→ **WHAT NEEDS TO BE DONE**
Pick out each line in the entries below that contains the word "helmet", and copy those lines in their original order.
::: RECORD EXTRACTS
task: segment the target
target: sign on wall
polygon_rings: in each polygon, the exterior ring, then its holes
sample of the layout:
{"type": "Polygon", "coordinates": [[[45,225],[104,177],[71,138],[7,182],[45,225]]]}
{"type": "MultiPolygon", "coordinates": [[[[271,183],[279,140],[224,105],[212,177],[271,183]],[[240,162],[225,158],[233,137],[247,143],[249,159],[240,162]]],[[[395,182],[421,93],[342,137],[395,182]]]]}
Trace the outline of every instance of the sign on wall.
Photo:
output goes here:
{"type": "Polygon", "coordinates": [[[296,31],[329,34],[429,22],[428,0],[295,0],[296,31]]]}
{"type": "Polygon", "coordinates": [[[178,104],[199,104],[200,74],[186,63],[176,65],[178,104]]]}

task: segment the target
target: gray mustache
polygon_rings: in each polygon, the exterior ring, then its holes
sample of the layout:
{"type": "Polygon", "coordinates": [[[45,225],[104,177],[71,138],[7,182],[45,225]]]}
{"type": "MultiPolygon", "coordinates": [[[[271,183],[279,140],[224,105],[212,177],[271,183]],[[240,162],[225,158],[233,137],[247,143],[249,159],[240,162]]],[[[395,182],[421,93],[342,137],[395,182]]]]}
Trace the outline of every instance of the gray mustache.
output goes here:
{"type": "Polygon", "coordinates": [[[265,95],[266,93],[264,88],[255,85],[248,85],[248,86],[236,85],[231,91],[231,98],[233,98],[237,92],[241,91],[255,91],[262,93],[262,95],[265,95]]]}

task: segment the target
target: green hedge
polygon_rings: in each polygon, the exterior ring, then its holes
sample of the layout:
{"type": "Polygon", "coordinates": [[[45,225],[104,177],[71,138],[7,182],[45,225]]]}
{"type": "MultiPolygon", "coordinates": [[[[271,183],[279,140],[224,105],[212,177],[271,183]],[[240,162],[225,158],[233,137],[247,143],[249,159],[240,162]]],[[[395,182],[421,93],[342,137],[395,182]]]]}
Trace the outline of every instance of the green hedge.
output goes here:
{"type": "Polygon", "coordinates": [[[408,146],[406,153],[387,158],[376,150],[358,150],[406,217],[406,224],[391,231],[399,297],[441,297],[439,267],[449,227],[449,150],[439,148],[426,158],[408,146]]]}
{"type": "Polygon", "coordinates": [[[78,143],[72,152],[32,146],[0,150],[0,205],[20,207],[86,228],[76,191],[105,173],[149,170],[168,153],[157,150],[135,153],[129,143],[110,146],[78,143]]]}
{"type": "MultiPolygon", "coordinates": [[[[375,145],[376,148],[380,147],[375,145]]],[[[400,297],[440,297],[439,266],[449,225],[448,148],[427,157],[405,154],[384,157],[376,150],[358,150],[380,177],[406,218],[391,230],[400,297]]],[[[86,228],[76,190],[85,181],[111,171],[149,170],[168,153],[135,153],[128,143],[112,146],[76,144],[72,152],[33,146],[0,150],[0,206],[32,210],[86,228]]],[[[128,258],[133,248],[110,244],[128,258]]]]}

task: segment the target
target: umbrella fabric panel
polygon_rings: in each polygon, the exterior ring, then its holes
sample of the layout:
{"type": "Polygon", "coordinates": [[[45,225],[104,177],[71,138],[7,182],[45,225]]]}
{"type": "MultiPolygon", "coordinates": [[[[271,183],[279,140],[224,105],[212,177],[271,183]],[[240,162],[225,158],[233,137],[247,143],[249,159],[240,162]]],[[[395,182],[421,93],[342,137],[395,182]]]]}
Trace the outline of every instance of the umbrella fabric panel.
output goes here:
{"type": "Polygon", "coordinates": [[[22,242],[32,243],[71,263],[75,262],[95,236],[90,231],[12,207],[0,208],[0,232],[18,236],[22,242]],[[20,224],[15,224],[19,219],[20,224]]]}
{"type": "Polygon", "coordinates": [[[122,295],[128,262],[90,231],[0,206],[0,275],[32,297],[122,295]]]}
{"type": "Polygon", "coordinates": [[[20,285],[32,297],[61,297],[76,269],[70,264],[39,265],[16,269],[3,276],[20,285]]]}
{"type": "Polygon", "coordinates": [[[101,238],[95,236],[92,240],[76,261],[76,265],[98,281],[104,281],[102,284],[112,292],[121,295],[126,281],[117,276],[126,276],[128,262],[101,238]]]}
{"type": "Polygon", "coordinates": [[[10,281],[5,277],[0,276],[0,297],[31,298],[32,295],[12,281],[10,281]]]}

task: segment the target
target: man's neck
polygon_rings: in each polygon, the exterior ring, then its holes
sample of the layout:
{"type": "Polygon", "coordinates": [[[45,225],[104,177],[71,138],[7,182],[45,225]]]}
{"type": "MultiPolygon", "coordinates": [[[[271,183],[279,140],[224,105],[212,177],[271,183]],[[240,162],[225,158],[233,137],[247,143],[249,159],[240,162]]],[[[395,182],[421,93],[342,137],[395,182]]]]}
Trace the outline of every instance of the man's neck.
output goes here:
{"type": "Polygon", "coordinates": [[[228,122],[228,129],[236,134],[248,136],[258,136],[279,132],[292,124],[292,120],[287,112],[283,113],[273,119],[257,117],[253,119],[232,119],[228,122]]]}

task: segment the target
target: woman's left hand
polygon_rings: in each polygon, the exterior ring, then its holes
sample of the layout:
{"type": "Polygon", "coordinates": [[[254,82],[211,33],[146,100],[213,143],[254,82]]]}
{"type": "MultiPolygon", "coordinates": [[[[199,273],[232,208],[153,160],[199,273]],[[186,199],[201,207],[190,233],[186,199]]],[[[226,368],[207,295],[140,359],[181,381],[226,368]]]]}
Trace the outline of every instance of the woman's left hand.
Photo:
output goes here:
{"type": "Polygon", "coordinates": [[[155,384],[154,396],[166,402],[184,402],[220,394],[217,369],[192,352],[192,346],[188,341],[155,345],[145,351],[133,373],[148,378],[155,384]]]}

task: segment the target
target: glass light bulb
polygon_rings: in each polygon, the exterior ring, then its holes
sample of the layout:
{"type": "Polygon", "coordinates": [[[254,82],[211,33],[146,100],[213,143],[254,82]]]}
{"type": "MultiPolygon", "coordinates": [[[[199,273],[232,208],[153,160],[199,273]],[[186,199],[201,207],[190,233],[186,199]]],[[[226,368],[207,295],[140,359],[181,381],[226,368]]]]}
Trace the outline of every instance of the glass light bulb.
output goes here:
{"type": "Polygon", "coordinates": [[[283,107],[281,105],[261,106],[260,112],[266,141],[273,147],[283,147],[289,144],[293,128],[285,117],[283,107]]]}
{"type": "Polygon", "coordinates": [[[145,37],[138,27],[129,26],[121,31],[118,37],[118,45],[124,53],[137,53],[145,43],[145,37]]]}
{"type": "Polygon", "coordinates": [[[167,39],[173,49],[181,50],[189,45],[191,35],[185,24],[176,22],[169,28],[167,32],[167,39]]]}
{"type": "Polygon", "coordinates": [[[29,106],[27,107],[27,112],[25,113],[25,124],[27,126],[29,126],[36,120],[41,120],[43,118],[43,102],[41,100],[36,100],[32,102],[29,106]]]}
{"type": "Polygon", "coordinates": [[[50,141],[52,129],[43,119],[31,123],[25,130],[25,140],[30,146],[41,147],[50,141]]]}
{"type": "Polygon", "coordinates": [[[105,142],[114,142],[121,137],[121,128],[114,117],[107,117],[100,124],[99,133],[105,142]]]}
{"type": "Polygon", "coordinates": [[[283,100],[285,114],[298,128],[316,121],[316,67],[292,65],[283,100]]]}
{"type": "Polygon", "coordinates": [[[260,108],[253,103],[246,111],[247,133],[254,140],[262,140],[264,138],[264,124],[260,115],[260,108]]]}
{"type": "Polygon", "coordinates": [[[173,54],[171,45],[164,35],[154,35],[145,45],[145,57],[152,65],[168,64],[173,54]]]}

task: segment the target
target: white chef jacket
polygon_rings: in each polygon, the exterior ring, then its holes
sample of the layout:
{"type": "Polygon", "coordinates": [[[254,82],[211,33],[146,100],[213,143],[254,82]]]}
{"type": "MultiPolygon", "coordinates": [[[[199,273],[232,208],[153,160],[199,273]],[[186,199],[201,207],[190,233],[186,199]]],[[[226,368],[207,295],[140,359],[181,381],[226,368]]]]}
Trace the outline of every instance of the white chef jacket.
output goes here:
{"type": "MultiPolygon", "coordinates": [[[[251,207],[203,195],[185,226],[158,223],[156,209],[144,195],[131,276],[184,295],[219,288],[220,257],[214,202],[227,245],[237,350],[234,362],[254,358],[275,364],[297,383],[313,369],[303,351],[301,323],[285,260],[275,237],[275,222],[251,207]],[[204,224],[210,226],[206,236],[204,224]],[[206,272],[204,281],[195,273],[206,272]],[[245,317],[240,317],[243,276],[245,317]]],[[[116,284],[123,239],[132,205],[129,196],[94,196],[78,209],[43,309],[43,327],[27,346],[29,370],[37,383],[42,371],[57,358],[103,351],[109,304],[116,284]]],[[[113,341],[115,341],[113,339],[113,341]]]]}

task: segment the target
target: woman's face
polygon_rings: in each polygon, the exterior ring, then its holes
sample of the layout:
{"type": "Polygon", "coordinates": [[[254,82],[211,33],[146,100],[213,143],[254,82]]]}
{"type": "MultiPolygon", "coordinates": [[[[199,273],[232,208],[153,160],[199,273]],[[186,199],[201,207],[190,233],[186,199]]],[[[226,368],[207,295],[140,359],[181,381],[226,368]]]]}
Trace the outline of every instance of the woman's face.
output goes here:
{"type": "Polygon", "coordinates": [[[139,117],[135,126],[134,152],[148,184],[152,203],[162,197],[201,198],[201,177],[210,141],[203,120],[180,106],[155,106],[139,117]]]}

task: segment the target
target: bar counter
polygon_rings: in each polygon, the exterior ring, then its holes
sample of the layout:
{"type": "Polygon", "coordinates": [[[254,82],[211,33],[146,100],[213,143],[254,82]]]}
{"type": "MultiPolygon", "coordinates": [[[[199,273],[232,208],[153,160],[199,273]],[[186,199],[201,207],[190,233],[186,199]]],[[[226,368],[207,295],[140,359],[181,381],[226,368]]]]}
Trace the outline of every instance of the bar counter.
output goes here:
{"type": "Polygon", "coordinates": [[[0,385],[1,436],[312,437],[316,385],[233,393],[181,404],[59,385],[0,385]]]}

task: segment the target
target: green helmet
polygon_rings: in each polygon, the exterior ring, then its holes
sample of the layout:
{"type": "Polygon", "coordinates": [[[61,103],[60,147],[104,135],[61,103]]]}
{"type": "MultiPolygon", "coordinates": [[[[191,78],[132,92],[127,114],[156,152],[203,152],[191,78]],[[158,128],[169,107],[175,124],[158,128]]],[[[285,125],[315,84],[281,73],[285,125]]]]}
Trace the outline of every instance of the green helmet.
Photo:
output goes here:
::::::
→ **CORRECT RESPONSE**
target: green helmet
Trace the outline of every instance of the green helmet.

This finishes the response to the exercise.